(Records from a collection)

..............................

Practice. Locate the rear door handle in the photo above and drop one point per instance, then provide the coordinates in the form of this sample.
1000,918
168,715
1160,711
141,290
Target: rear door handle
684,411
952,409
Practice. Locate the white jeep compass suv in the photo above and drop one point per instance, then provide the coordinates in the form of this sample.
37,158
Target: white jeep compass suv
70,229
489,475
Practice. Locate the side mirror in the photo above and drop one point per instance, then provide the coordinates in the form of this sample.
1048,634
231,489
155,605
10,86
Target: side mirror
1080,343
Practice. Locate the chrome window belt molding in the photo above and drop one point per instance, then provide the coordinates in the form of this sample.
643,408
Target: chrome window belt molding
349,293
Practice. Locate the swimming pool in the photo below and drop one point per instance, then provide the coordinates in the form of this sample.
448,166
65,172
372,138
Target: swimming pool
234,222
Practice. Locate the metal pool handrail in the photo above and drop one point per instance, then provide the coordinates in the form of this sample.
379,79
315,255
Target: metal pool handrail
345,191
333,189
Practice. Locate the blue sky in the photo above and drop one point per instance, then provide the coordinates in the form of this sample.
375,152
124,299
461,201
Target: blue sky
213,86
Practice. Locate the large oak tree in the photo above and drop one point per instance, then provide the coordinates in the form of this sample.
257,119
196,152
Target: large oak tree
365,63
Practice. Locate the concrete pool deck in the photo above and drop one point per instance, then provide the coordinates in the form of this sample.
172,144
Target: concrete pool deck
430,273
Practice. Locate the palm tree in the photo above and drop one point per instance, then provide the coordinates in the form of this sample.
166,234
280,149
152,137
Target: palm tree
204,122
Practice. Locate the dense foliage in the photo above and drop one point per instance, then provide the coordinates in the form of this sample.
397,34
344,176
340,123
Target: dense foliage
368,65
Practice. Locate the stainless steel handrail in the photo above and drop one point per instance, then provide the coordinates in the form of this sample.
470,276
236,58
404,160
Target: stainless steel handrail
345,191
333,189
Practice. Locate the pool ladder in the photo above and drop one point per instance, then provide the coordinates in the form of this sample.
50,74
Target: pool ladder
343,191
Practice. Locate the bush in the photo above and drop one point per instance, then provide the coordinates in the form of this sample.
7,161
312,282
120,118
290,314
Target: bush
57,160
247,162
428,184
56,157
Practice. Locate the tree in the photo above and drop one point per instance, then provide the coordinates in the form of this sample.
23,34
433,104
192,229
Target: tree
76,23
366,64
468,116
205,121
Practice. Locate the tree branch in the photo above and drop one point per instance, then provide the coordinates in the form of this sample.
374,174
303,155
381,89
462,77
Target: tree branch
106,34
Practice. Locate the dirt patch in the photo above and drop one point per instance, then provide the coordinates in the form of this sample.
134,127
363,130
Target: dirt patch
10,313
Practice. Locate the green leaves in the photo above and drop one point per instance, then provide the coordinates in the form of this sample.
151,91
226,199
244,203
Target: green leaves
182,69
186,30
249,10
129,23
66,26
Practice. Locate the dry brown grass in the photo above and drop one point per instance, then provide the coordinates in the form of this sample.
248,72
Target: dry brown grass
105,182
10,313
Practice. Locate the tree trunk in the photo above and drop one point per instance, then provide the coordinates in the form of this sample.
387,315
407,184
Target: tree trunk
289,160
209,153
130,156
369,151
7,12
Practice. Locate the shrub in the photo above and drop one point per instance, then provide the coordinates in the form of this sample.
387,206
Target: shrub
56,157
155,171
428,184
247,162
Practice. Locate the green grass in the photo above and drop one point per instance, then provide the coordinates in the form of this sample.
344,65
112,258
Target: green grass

..............................

> [DESCRIPTION OF THE TASK]
The full set of records is to be written out once more, word for word.

> [WRITTEN ANSWER]
Practice. Locate the rear door handle in the photo above and drop one point per instance, then provide the coordinates in the form of this sample.
1000,918
168,715
1160,711
141,290
Target: rear door handle
684,411
952,409
Practice. Locate the white jeep compass suv in the photo above and drop one point per instance, then provide the coordinates in the form of this sample.
37,158
Target: white jeep compass suv
70,229
489,475
Practice. Locate the side mirror in the photo above and drop one point per instance, then provide the coordinates in the form of this sample.
1048,634
231,489
155,605
10,86
Target: side mirror
1080,343
Practice. Locate the chrome window belt molding in the photo above and drop one point per instance, then provide the coordinates in the form of this sample.
643,408
Target: chrome window belt molding
349,293
Practice. Locate the swimming pool in the photo below and drop one point per instance, then provide the coordinates in the form of this sample.
448,166
65,172
372,138
Target: swimming pool
234,222
Practice. Locate the metal pool handrail in the photo above and drop one point per instance, then provide the coordinates in the form of this sample.
379,79
315,255
Target: metal pool handrail
345,191
333,189
Practice. Locate the blue sky in the photo above and drop one point per instance, then provide the coordinates in the form of this sample.
375,152
124,299
461,201
Target: blue sky
213,86
Practice. Locate the large oak tree in the photo above and drop one point per instance, then provide the coordinates in the form of this sample.
257,119
196,152
Target: large oak tree
365,63
Practice. Locate the concrete pool deck in the photo above and drop one point per instance, then provide the coordinates in the form of this sample.
172,144
Target: concrete pool deck
430,273
Practice. Locate the palm tree in the photo above and drop one point per instance, then provide the coordinates in the form of this sample.
166,234
280,149
152,137
Target: palm tree
204,122
Practice. Locate the dense foliage in the photo above and drop one point per instance, then provide the coordinates in the form of this sample.
397,34
344,176
340,123
Target: dense foliage
368,65
Practice. Locate the stainless steel handrail in the photo above and drop one point per instance, then provide the coordinates in the form of this sample.
470,276
236,58
404,160
Target: stainless steel handrail
345,191
333,189
Practice. Locate the pool ladder in the photo above and drop one point per instance, then provide the coordinates in the form of this sample.
50,74
Target: pool ladder
343,191
Practice. Locate the bush in the photo above and drop one point per instance, then provide the coordinates in the form of this sample.
7,161
312,282
120,118
290,314
Target: bush
57,160
247,162
428,184
56,157
Practice. Locate the tree in the photo above and drop one point per instance, then provide the coordinates in the form of this sample.
23,34
433,104
192,229
Target: tree
76,23
366,64
468,116
205,121
Practice. Locate the tree branch in the photo above and drop one point per instance, then provide the coordinates in the form of this sample.
374,174
303,155
381,89
462,77
Target: tree branch
106,34
Practice. Locate the dirt patch in the photo above and drop one point per instance, then provide the coordinates in the form of this sample.
134,127
363,130
Target: dirt patch
10,313
Practice. Locate the green leaves in the photo above and drop one point per instance, then provide the coordinates in the form of this sample.
151,91
226,199
244,203
Target: green leaves
182,69
186,30
249,10
129,23
66,26
Practice. Locate the dry brown grass in the photo above and drop one point per instance, then provide the coordinates in the form of this sample.
248,72
Target: dry brown grass
105,182
10,313
Practice. Locate the tree trunk in the photo above and drop one point per instance, then provide the coordinates in the form of this sample.
387,315
407,184
Target: tree trunk
289,160
209,153
130,156
369,151
7,12
Practice. Locate the shrub in the photo above and drop one point per instance, then provide the coordinates in the form of this sample.
387,206
Target: shrub
56,157
155,171
428,184
247,162
Practice. Locate the green grass in the photo above and drop one point per instance, then provide the coordinates in the form of this sample.
344,65
112,258
Target: green grass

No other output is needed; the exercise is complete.